┏━━
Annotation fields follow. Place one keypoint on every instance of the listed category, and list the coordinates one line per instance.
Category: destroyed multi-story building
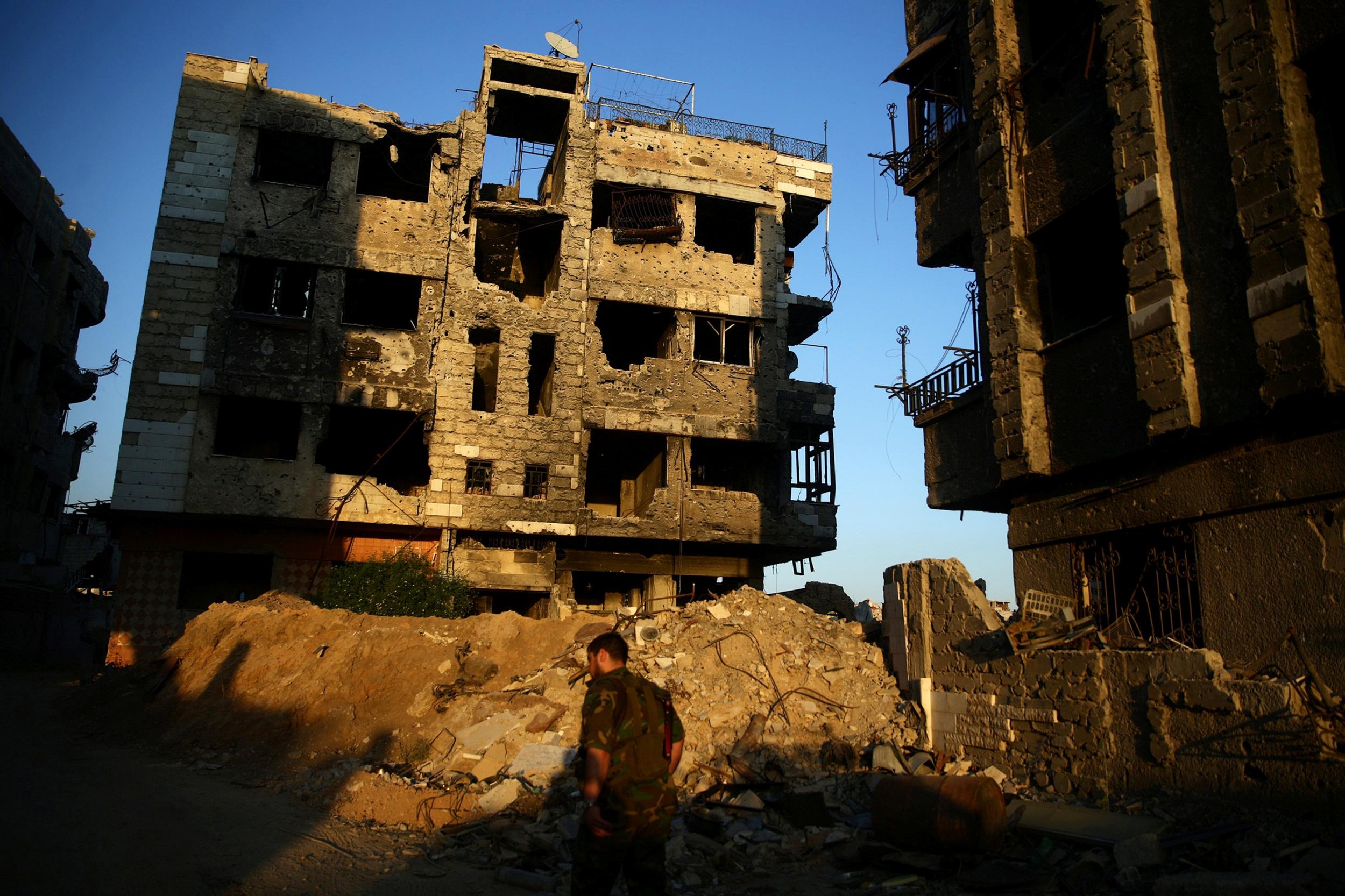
(49, 293)
(1150, 198)
(354, 344)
┗━━
**Your instructions**
Copy the material above in full and exactly, skipping pictures.

**Answer to this problem**
Annotation fields follow. Place one keypoint on every instance of the listed category, and list the coordinates one line per instance.
Category: destroyed multi-story building
(49, 293)
(1150, 198)
(354, 344)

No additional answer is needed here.